▸ OBJECTIVE
Please copy the records word for word, everything from the line containing "Check that every instance of the metal" down to the end of the records.

▸ AVAILABLE DATA

:::::

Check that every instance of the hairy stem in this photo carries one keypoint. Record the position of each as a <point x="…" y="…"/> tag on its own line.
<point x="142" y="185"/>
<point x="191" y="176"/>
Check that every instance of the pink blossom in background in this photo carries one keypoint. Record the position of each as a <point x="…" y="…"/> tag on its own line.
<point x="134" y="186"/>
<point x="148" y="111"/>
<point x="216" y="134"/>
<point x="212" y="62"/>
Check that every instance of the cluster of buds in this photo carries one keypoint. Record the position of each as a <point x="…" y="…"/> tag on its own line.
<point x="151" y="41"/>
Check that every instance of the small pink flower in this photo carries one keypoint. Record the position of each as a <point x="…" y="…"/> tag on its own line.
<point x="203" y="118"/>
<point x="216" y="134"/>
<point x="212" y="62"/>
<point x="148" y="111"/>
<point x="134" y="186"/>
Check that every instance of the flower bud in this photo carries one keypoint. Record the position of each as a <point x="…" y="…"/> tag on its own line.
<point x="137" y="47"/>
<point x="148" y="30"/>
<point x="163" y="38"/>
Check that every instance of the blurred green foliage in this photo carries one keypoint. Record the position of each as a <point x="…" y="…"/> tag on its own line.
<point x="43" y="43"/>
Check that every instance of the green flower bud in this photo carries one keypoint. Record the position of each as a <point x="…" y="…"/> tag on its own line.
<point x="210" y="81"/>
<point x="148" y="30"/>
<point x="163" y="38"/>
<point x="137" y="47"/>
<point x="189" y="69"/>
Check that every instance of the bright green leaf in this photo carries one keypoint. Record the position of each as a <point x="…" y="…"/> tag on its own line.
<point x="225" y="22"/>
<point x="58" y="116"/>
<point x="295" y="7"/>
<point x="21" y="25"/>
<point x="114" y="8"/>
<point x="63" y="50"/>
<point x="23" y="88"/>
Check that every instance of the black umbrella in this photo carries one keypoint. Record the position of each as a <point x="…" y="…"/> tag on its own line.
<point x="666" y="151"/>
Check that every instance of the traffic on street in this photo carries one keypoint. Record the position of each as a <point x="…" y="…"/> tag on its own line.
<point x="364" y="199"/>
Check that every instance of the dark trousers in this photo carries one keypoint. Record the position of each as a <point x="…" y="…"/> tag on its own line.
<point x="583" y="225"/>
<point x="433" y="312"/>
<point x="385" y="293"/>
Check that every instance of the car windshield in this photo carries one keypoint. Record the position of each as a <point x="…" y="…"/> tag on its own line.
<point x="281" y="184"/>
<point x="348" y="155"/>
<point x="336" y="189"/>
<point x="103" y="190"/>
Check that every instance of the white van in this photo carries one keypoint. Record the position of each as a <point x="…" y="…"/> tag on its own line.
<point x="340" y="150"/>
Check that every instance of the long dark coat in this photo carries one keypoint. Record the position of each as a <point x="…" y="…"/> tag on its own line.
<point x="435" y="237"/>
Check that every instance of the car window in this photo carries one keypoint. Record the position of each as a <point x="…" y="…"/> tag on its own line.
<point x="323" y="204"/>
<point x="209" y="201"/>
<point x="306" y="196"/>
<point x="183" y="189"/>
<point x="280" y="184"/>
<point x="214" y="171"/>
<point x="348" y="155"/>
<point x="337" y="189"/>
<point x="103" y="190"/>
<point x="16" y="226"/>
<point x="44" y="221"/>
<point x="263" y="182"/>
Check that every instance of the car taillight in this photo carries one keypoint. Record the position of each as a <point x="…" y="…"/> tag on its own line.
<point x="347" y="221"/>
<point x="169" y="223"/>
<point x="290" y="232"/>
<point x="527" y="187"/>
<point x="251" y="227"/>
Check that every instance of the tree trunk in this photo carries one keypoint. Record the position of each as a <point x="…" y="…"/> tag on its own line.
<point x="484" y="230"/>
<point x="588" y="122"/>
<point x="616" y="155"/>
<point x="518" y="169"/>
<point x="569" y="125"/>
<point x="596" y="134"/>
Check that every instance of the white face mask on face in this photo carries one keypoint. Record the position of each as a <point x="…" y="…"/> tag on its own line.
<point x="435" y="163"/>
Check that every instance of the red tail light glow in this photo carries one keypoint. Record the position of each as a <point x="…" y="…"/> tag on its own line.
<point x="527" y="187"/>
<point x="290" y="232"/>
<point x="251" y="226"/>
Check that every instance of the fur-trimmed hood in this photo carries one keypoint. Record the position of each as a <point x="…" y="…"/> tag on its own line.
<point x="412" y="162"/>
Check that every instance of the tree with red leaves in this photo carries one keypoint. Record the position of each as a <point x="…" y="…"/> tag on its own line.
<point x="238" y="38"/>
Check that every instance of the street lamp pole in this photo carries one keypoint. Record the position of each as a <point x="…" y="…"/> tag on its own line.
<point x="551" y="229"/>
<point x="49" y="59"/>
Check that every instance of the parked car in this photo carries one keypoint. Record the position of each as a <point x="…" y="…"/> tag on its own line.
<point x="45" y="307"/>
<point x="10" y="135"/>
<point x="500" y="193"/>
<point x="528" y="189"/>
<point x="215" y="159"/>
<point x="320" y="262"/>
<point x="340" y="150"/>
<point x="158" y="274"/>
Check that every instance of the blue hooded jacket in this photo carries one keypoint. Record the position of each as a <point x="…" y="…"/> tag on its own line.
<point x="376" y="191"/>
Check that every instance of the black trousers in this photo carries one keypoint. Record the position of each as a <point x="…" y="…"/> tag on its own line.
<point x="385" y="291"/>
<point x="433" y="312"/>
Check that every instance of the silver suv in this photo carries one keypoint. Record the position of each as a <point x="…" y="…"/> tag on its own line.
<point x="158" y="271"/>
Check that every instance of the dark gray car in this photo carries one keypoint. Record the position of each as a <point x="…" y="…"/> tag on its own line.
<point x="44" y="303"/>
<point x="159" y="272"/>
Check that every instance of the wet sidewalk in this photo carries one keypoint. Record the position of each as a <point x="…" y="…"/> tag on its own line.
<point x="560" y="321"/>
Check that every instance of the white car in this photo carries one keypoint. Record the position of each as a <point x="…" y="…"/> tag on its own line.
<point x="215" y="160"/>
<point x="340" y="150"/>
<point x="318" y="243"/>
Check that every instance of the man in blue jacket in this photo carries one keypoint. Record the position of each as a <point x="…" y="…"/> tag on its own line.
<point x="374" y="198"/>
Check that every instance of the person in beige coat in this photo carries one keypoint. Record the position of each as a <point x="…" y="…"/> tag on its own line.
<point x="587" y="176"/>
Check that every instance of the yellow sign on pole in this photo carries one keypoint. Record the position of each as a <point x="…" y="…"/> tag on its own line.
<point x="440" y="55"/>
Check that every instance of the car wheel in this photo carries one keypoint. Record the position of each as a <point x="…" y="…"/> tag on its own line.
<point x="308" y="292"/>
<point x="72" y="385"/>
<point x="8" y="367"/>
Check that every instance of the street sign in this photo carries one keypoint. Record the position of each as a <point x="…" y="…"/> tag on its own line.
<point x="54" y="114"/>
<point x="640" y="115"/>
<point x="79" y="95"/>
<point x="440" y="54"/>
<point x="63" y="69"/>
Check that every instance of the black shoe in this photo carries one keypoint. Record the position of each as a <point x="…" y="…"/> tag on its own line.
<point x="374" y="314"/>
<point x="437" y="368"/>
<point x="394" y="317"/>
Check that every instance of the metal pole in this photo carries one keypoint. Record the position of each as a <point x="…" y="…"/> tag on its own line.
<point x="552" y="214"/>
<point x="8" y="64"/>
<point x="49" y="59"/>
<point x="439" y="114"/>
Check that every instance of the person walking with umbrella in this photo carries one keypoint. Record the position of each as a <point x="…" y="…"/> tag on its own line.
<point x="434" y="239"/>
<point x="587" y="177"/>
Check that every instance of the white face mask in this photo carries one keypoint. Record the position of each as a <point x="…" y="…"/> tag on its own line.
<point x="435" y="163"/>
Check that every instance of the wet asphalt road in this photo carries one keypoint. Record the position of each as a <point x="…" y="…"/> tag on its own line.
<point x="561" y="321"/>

:::::

▸ COMPLETE RESPONSE
Check that every instance of the metal pole in this photo carries one keypoint. Record the position of each as a <point x="…" y="…"/> tag on its own line.
<point x="552" y="214"/>
<point x="8" y="64"/>
<point x="49" y="59"/>
<point x="439" y="114"/>
Check that every instance of the person walking with umbrella in this photo carries one keypoint. Record the position of each as a <point x="…" y="…"/> tag on its own line.
<point x="434" y="239"/>
<point x="587" y="177"/>
Check that every instance of the white face mask in this photo carries one keypoint. Record the position of each as a <point x="…" y="…"/> tag on its own line.
<point x="435" y="163"/>
Check that every instance of the wet asphalt road in this photo carries one keypoint. Record the position of each as a <point x="…" y="…"/> tag on its own line.
<point x="561" y="321"/>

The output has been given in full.